RECORDS PROVIDED.
━━━━━━━━━━━━━━━━━━━━

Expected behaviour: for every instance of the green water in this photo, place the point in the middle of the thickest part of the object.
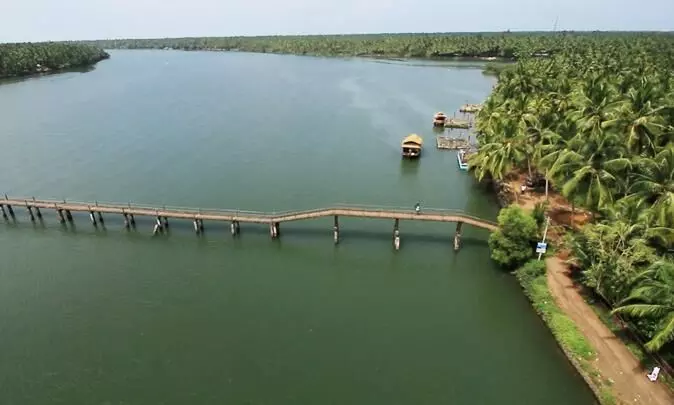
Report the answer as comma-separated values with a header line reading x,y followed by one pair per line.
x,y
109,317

━━━━━━━━━━━━━━━━━━━━

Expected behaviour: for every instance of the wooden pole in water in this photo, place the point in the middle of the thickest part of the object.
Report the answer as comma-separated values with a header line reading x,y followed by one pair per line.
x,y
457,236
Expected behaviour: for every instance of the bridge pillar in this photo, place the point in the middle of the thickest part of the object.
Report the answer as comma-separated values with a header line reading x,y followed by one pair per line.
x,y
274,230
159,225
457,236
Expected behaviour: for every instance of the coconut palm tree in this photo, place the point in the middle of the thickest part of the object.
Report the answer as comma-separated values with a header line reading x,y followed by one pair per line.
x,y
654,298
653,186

━━━━━━━━━━━━━━━━━━━━

EXERCISE REQUIREMENTS.
Pick out every line in the records containing the string "part" and copy each one in full. Treat uppercase and lowercase as different.

FULL OUTPUT.
Expected behaviour: for every instance of the green water in this photo, place the point in the middle of the thickest part of the object.
Expected behaviour: for every instance of the wooden pole in water in this photo, place the point in the middle of the thickest part of the object.
Expected behaviour: for every instance of the bridge pillar in this photo, place the point in the middle of the thickest part of the object.
Expected behaviour: for every instance of the coconut palm tree in this photo, place the point in the middle of the thickest part of the object.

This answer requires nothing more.